[Begin EXTRACTED RECORDS]

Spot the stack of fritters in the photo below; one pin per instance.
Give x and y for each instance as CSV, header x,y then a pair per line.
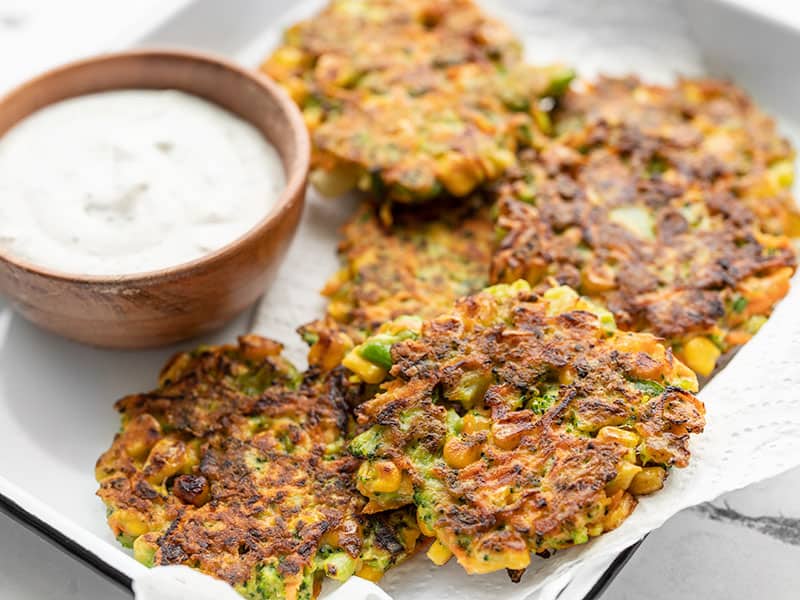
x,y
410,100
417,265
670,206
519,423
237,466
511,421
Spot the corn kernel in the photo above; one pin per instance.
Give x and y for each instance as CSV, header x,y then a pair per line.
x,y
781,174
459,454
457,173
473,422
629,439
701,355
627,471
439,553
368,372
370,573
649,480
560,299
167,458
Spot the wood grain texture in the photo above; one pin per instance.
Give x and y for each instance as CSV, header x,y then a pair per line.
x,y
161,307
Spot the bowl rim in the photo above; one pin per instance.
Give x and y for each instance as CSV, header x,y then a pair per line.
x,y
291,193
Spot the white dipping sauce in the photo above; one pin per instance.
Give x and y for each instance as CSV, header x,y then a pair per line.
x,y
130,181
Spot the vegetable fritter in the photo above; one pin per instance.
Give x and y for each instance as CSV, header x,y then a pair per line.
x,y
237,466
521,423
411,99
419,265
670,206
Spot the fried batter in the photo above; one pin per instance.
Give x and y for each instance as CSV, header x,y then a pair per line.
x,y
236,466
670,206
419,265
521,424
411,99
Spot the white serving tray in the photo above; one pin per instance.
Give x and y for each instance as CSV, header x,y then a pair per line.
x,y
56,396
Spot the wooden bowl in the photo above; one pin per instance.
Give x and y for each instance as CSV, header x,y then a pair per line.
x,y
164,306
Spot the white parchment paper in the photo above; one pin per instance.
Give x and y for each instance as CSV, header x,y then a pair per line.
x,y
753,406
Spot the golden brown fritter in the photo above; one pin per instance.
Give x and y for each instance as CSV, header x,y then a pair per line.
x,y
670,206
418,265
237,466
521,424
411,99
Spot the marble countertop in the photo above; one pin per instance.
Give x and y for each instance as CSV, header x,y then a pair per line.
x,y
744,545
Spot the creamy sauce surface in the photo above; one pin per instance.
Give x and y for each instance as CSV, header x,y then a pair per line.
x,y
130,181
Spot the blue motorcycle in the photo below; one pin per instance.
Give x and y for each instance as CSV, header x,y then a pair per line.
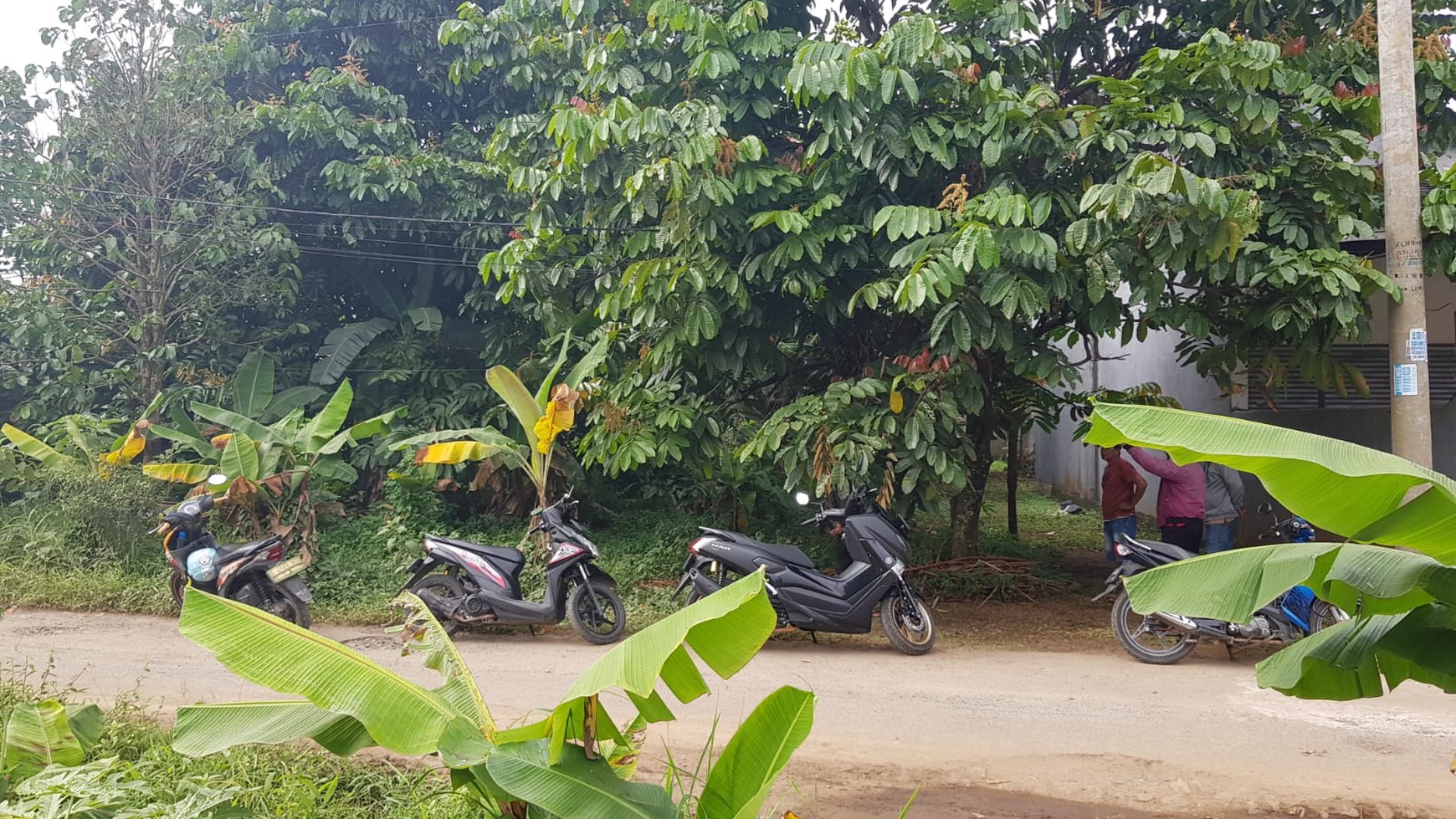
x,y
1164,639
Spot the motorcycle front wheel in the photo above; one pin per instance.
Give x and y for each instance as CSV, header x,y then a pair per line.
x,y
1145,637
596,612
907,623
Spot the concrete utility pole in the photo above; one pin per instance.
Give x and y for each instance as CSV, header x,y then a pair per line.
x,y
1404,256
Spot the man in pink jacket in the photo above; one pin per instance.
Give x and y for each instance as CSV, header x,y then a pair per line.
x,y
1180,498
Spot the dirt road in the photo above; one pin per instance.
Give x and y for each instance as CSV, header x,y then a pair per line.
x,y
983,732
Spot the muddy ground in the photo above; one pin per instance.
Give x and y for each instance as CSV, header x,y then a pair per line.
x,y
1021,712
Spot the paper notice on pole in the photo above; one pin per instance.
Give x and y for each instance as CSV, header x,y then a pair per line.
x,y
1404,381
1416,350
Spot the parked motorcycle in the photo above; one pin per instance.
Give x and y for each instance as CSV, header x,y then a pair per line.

[End EXTRACTED RECORDS]

== TASK PROMPT ==
Repeat only the stretch of lines that begins at the line containing "Spot the dirt" and ends at the last line above, both included.

== ANSWER ==
Spot the dirt road in the photo above; one pin per instance.
Give x and y for each instance as CSV, header x,y then a pair per line.
x,y
983,732
Spot the muddy ground in the photo above; one pin per instance.
Give x and y for each instance as CSV, header x,y then a pair per line.
x,y
1021,712
Spot the paper notice on pole in the photo above; one pin per instance.
Give x and y for each instance as CSV, header x,y then a pair per line.
x,y
1404,381
1416,350
Spot the parked motorcycle in the photo above; one pin per instance.
Give x and y for each instance as CSV, header x,y then a pair per line.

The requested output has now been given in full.